*** Data under study Section Begins ***
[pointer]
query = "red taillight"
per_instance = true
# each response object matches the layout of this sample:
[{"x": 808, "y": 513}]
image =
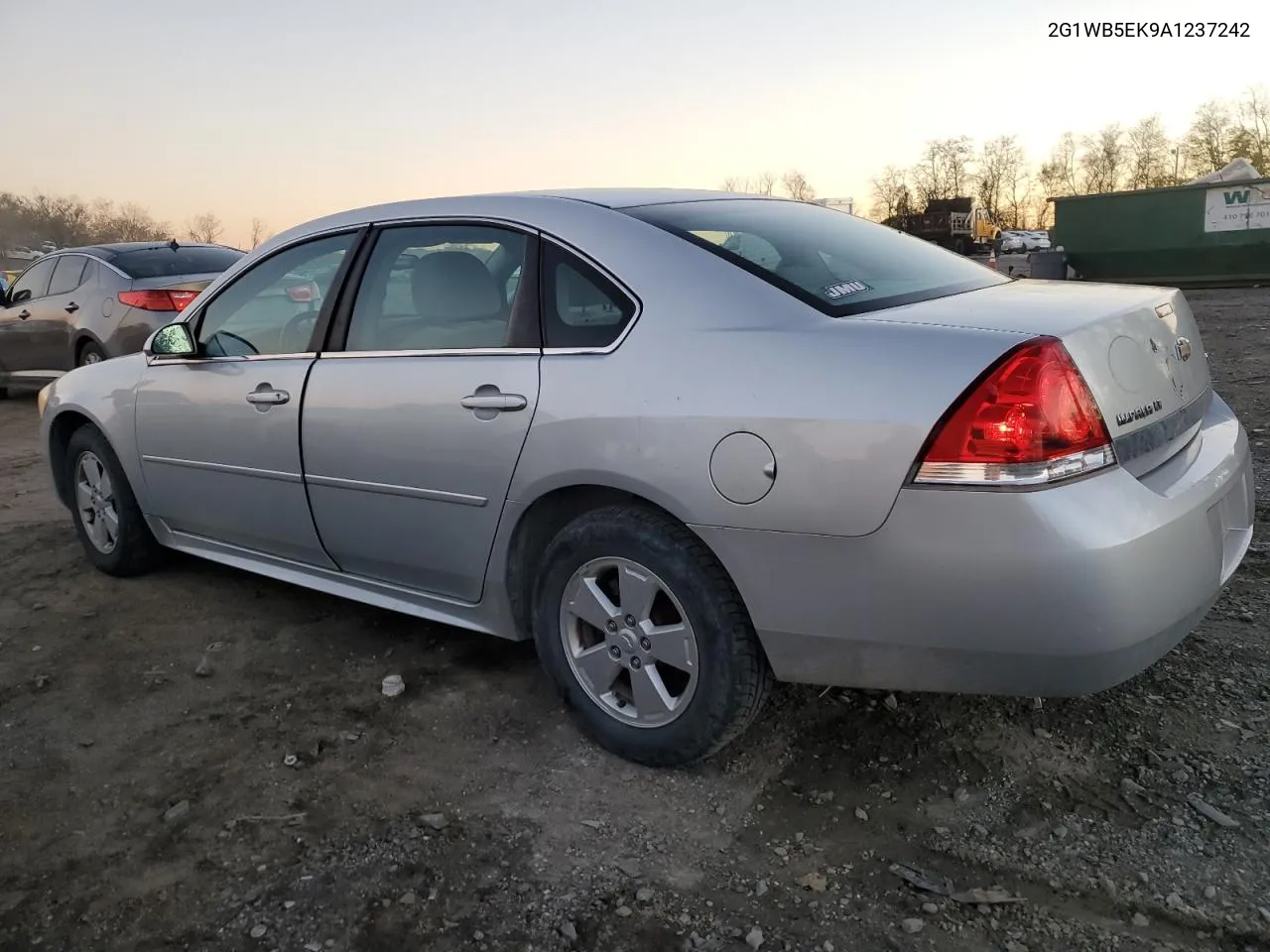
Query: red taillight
[
  {"x": 1030, "y": 420},
  {"x": 158, "y": 299}
]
*** Data under study Section Ends ***
- **About this task**: Nothing but the lines from the one containing "# each response" through the last line of the records should appear in the copy, exactly as written and without pictures.

- **Solution to the problem**:
# each response object matches the layout of this sample:
[{"x": 808, "y": 513}]
image =
Query: red taillight
[
  {"x": 1030, "y": 420},
  {"x": 158, "y": 299}
]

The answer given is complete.